THE PROBLEM:
Which lines in the entries below contain the word "halved", with case counting? Select each such line and copy it out.

Excerpt from a dataset:
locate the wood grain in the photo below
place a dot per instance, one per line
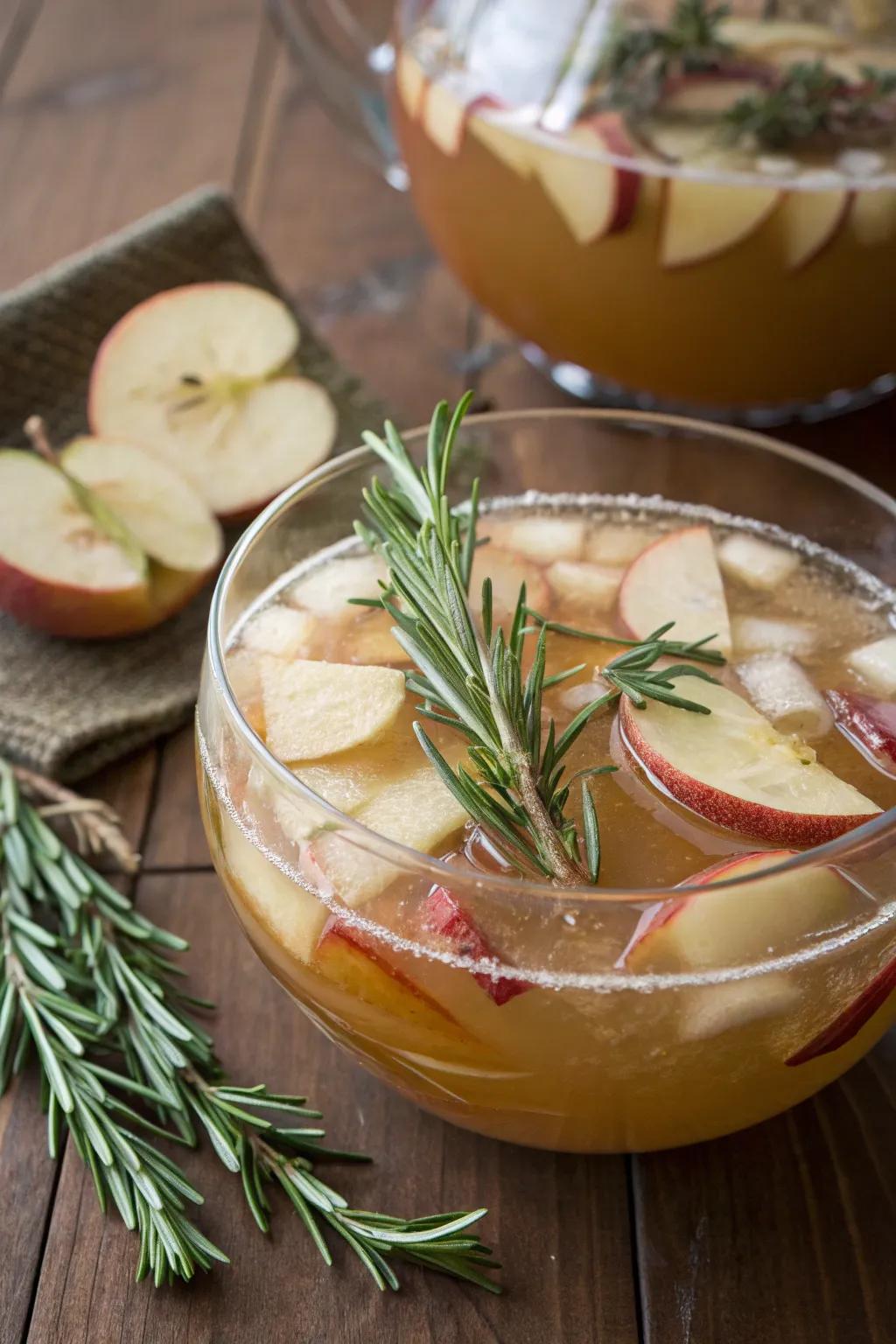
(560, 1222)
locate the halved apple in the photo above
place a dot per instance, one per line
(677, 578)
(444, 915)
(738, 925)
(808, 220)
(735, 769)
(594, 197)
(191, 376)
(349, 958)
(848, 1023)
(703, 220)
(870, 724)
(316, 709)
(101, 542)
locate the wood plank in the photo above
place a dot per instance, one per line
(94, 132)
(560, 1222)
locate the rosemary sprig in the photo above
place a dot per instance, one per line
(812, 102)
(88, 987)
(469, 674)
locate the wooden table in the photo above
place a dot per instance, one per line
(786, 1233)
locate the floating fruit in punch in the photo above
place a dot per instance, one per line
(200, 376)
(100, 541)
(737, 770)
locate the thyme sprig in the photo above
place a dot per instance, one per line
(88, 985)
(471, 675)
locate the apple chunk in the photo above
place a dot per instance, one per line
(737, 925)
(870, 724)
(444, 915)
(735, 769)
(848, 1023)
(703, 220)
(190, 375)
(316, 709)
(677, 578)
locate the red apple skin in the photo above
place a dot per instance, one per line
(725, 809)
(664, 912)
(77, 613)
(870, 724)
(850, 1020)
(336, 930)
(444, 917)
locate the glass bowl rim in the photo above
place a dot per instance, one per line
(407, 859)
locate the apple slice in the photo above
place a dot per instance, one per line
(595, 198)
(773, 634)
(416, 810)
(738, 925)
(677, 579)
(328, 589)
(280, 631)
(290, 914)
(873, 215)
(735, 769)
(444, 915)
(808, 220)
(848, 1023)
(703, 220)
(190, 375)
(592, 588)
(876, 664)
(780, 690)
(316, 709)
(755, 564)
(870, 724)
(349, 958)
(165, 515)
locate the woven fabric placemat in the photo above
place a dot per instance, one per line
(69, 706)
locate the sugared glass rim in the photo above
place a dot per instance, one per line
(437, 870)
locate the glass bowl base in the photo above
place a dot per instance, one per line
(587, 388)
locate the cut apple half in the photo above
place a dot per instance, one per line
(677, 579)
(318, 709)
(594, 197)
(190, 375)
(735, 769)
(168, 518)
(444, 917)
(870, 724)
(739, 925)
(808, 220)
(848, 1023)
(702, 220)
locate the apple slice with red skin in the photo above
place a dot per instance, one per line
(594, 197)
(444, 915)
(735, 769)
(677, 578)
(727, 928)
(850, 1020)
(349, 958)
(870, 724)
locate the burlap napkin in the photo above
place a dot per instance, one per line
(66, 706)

---

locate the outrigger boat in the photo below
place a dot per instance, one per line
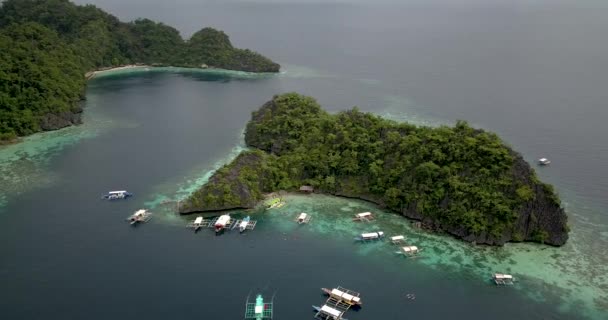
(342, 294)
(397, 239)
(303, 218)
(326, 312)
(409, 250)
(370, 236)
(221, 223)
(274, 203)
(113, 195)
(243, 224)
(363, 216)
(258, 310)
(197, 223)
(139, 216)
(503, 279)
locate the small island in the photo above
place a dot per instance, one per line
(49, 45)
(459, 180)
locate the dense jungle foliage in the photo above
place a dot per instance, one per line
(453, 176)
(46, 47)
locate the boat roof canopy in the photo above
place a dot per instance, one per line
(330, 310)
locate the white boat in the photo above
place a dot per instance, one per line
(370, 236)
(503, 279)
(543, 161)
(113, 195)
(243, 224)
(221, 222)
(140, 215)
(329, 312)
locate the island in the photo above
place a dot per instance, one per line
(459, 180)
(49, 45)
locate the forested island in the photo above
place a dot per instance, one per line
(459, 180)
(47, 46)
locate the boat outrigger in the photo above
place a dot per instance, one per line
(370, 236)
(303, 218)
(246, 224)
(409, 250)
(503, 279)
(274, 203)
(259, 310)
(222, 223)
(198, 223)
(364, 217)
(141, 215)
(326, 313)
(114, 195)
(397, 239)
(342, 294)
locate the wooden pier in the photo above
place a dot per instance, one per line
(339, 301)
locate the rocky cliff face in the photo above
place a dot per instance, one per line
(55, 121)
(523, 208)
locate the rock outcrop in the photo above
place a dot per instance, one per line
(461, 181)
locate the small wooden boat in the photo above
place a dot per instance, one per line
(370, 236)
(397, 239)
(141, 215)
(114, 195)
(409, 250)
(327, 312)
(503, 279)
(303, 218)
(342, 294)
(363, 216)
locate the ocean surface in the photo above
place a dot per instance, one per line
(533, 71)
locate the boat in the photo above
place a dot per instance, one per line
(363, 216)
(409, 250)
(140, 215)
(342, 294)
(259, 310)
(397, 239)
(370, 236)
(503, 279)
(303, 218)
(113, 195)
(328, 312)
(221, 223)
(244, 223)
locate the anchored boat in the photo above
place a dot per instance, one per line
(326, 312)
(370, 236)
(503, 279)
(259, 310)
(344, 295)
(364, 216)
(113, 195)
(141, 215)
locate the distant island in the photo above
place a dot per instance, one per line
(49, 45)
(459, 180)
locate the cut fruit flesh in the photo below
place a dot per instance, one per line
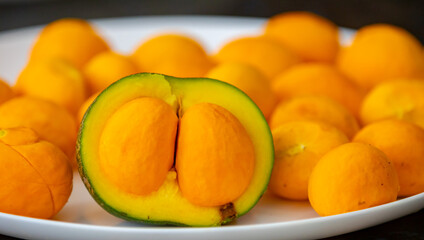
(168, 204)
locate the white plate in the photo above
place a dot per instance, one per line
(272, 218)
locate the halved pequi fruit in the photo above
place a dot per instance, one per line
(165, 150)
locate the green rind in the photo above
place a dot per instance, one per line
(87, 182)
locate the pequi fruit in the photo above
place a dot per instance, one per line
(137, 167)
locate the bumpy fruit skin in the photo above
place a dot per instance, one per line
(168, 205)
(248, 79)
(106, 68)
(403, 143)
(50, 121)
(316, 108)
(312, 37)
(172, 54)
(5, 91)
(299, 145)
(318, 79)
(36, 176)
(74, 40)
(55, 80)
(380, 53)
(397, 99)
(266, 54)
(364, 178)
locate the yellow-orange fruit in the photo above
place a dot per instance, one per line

ANSWER TO THIS EXERCISE:
locate the halved apple in the photo above
locate the halved pequi fruit in the photo above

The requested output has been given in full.